>> START The records

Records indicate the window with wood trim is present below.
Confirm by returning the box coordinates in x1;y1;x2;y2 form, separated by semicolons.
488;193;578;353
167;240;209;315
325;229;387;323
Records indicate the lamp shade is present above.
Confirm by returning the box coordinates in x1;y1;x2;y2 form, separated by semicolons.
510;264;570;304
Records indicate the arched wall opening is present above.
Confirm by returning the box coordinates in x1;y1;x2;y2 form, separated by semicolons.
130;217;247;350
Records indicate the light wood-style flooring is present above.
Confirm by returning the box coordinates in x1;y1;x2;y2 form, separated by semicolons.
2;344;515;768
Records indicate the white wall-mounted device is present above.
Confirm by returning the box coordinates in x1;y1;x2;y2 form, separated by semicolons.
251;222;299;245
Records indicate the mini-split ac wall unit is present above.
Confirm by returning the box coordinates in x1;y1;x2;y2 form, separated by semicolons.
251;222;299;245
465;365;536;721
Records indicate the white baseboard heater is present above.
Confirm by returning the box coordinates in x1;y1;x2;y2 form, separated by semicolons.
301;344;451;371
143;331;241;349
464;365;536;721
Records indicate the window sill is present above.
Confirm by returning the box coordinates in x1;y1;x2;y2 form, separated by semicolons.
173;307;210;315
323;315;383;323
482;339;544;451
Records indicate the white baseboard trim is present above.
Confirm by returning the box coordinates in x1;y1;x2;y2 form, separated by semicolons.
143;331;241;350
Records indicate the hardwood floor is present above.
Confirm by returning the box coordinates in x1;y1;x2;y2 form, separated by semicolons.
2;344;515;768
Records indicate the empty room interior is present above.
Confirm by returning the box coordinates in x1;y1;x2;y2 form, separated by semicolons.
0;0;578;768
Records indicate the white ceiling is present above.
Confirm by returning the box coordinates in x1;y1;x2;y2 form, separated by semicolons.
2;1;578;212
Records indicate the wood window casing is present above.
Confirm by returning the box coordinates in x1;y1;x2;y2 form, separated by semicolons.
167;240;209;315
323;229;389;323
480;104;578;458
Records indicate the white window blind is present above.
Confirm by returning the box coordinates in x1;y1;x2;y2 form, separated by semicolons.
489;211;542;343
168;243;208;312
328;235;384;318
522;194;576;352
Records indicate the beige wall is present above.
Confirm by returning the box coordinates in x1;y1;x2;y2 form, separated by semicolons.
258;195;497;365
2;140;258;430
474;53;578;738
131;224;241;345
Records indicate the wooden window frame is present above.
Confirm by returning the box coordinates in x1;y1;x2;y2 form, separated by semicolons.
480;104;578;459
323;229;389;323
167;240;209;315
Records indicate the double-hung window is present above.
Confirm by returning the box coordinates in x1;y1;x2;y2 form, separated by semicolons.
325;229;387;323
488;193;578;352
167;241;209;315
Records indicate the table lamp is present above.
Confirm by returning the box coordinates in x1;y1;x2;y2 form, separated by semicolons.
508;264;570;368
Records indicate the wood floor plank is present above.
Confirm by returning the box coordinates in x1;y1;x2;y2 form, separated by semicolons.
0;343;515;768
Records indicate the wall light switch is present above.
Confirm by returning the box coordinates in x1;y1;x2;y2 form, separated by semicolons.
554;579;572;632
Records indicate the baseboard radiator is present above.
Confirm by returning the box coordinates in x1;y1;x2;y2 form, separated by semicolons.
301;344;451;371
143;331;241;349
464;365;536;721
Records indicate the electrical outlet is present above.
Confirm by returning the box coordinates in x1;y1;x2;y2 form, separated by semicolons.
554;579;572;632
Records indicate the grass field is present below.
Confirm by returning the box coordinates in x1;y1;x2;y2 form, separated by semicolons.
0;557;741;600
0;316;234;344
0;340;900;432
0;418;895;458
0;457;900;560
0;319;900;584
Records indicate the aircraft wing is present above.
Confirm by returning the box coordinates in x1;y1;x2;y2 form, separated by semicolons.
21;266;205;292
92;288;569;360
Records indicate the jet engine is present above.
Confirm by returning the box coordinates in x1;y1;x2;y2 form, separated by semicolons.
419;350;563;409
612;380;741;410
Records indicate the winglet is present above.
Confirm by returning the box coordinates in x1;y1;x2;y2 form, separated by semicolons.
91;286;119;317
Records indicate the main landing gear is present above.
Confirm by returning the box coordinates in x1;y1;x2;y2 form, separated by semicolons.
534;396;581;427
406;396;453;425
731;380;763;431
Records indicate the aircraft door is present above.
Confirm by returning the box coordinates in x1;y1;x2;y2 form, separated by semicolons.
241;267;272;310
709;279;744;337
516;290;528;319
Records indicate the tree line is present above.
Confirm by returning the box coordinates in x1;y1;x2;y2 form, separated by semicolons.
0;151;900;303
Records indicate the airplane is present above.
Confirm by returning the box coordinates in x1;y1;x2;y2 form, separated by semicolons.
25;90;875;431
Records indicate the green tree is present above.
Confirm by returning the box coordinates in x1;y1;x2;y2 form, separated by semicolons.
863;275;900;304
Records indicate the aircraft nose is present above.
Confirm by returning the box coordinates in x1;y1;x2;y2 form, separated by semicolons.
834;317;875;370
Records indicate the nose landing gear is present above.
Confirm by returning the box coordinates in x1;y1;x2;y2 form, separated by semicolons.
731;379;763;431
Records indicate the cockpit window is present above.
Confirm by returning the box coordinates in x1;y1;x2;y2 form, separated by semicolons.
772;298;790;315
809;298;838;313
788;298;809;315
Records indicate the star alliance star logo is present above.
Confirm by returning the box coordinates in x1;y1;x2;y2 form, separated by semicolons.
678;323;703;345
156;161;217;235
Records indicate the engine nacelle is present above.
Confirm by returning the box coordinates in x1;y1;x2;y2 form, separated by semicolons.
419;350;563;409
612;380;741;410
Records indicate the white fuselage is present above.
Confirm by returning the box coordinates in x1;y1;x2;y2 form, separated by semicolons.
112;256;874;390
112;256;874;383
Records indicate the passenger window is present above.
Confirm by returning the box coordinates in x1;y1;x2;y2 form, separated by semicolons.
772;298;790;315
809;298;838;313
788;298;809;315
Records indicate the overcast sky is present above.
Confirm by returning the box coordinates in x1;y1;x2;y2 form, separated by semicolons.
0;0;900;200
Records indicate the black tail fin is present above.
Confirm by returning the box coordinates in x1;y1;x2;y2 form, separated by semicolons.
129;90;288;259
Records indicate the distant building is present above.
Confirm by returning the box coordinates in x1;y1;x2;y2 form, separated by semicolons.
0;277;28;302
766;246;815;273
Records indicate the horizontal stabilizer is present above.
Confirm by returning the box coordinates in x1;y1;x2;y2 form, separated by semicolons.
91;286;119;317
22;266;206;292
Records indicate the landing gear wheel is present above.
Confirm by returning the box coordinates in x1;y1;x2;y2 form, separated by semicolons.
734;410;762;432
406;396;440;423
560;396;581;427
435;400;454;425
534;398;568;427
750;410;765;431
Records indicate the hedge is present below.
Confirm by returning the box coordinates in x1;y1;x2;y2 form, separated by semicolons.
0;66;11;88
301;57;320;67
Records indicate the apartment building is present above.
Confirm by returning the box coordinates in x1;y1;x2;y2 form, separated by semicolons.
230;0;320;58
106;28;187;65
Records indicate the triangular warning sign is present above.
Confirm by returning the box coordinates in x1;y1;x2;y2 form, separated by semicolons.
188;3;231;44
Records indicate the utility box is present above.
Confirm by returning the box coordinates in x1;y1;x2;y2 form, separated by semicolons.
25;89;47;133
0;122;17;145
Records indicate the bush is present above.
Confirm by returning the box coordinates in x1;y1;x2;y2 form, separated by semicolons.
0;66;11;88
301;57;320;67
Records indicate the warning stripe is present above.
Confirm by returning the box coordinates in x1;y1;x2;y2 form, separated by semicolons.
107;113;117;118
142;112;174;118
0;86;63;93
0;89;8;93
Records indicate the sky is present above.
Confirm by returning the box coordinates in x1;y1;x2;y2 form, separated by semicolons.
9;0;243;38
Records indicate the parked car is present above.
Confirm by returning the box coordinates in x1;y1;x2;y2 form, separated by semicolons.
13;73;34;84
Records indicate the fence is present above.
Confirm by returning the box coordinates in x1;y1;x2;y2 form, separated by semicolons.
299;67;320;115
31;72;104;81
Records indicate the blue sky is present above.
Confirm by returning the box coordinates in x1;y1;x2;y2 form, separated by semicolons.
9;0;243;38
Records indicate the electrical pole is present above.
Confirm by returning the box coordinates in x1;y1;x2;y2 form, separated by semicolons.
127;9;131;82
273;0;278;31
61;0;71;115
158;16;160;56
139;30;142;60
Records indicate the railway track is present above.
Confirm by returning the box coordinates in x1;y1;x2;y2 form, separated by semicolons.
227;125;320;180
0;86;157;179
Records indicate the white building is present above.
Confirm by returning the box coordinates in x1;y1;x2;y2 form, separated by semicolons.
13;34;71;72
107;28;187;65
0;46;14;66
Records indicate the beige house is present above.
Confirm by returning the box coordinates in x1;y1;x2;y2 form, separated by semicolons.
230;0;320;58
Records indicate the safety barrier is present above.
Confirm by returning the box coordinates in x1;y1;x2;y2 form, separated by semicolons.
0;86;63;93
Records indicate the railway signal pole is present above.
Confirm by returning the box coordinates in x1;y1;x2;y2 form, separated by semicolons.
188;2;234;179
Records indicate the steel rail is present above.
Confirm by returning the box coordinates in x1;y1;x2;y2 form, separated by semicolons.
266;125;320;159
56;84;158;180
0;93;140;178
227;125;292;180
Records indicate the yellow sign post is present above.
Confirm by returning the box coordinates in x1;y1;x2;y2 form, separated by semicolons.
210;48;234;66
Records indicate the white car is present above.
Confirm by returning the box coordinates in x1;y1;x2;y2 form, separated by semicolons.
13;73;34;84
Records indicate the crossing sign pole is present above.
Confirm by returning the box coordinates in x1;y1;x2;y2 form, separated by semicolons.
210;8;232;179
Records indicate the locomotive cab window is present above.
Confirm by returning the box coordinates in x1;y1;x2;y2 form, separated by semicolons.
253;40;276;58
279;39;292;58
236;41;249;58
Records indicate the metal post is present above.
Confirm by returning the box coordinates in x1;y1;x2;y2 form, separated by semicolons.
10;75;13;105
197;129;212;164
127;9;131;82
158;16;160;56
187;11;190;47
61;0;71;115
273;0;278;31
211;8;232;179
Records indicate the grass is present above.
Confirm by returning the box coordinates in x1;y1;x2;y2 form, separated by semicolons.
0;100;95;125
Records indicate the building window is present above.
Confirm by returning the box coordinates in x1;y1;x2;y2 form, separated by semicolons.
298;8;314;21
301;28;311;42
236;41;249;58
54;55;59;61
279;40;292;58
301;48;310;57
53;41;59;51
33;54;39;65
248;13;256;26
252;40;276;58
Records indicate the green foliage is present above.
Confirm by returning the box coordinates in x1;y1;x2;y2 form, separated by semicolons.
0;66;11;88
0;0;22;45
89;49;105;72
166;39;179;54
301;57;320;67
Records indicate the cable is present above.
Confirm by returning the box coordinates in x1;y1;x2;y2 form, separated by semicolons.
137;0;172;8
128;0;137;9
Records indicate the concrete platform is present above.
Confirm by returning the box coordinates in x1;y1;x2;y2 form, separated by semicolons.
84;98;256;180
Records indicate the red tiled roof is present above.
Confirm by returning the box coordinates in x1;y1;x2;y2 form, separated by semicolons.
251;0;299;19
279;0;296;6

>> END The records

- [What the task asks]:
Rewrite the records from the first line up to and including the line with "465;365;536;721", replacing "Confirm" with "Verify" and leaving everything else unchanged.

- [Solution]:
Records indicate the window with wood trim is present below.
Verify by returning the box coordinates in x1;y1;x2;y2 form, separated by semicolons.
488;193;578;353
167;240;209;315
325;229;387;323
Records indicate the lamp shade is present above.
Verify by returning the box coordinates in x1;y1;x2;y2 form, separated by semicolons.
510;264;570;304
Records indicate the arched wall opening is present above.
Verify by returning the box coordinates in x1;y1;x2;y2 form, separated by semicolons.
130;217;247;350
Records indicate the light wood-style flooring is present above.
Verify by returning the box coordinates in x1;y1;x2;y2 form, separated by semicolons.
2;344;515;768
Records indicate the white wall-mounted device is present above.
Verify by returning the box coordinates in x1;y1;x2;y2 form, separated by semicolons.
251;222;299;245
Records indicate the mini-split ac wall unit is present above.
Verify by returning the box coordinates in x1;y1;x2;y2 form, separated by semicolons.
251;222;299;245
465;365;536;721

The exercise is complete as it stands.